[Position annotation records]
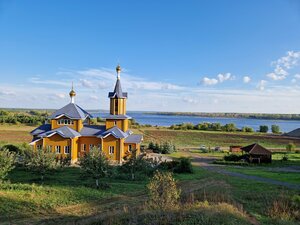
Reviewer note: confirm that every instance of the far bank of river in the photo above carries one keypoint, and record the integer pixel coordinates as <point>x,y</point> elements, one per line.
<point>168,120</point>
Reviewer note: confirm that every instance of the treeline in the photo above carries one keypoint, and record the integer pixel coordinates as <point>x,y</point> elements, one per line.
<point>233,115</point>
<point>31,117</point>
<point>230,127</point>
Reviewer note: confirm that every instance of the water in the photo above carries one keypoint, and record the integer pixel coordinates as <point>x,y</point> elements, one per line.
<point>168,120</point>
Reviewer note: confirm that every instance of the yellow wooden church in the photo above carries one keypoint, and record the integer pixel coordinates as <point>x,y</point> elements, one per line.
<point>69,132</point>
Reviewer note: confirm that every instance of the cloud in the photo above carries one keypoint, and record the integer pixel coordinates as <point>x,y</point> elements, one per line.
<point>209,81</point>
<point>224,77</point>
<point>219,79</point>
<point>246,79</point>
<point>60,95</point>
<point>261,85</point>
<point>86,83</point>
<point>283,65</point>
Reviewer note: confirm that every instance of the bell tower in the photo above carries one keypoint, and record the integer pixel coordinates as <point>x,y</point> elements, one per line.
<point>118,99</point>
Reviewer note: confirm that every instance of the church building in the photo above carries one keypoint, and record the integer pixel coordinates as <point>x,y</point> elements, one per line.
<point>69,132</point>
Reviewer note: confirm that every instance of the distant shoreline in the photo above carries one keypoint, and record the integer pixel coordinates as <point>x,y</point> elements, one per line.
<point>265,116</point>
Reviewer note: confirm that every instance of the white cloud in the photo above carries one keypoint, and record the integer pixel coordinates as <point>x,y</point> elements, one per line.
<point>209,81</point>
<point>86,83</point>
<point>261,85</point>
<point>224,77</point>
<point>246,79</point>
<point>60,95</point>
<point>283,65</point>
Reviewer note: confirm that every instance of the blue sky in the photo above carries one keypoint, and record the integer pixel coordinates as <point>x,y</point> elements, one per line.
<point>205,56</point>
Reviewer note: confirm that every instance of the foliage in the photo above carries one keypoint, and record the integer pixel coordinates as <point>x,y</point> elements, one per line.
<point>290,147</point>
<point>94,164</point>
<point>275,129</point>
<point>163,148</point>
<point>40,161</point>
<point>263,128</point>
<point>163,191</point>
<point>7,160</point>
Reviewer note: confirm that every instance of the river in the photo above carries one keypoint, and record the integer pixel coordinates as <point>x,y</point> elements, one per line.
<point>168,120</point>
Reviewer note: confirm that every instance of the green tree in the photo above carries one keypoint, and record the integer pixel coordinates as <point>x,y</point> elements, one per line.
<point>40,161</point>
<point>95,164</point>
<point>7,160</point>
<point>263,129</point>
<point>275,129</point>
<point>163,191</point>
<point>290,147</point>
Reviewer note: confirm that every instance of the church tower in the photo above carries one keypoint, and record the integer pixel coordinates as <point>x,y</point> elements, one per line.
<point>118,99</point>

#### Prompt:
What you return should match the records above word for word, minus the pictures.

#### Result of the exercise:
Reviewer note: confirm that every instance of the far bank of river in the photo above carries one keypoint, and record the integer pixel coordinates as <point>x,y</point> elements, one per line.
<point>168,120</point>
Reviewer note: confirm that every instance of the treeline in the photo above carries one keypoint, and record the integer pixel coordinates as <point>x,y</point> elements, one per line.
<point>233,115</point>
<point>31,117</point>
<point>230,127</point>
Reviewer note: confirm that every instance of the water in the photo above carries one keypoint, and record the integer pixel coordinates as <point>x,y</point> elements, one per line.
<point>168,120</point>
Reviewer note: confirm that every instance of the yellow wooden church in the photo above carries one keypoint, and record the integer pixel coordinates as <point>x,y</point> elements, one per line.
<point>69,132</point>
Reviewer note: confirm that every instance of the cloud in the photo above carries one keypoint, and record the integer pixel coordinates as <point>x,y</point> elements, one per line.
<point>209,81</point>
<point>224,77</point>
<point>219,79</point>
<point>246,79</point>
<point>60,95</point>
<point>261,85</point>
<point>86,83</point>
<point>283,65</point>
Reviewer note: confirm that every instance of the bell tower in the photo above carries one keypoint, and record the integer pixel coordinates as <point>x,y</point> elements, one per line.
<point>118,99</point>
Reviewer note: confirm that every instance of the church building in the photo above carries one keypoint, and record the integer pixel coordinates as <point>x,y</point> elements, one per line.
<point>69,132</point>
Reviewer note: confirm that every instance of the distant shoreline in the photo above carries one keypoint, and record the integer pixel coordinates as <point>x,y</point> elements, one per line.
<point>265,116</point>
Reviewer note: confirm that every instance of the white cloud in the photo above carries one keypoint, and record the integer pixel coordinates as <point>x,y</point> elements, one per line.
<point>209,81</point>
<point>86,83</point>
<point>261,85</point>
<point>224,77</point>
<point>246,79</point>
<point>60,95</point>
<point>283,65</point>
Reviewer note: confirm that every instance of the blue sky in the photo above carries one keypoint, and record the integer pixel coordinates as <point>x,y</point> elements, one per line.
<point>205,56</point>
Reviewer note: confirm that every instance of the foliage in the photo above carries one keypoint, and record the integer pixel coordinates as <point>x,y</point> elements, one per line.
<point>290,147</point>
<point>94,164</point>
<point>275,129</point>
<point>163,148</point>
<point>40,161</point>
<point>263,128</point>
<point>163,191</point>
<point>7,160</point>
Reviewer note: confirm that every instance of the river in the photo above carries one keypoint, and record the integer pixel coordinates as <point>x,y</point> elements, one per line.
<point>168,120</point>
Reviewer note: confirm that every instance of the green tree in the photo above carries one keypoint, and record the integer pixel coordinates as <point>x,y</point> elements, one per line.
<point>40,161</point>
<point>95,164</point>
<point>7,160</point>
<point>263,129</point>
<point>275,129</point>
<point>163,191</point>
<point>290,147</point>
Reviewer note: confirm that every instance of the church tower in the photo above carries one keypoint, and record the integer pixel coordinates as <point>x,y</point> elements, one per line.
<point>118,99</point>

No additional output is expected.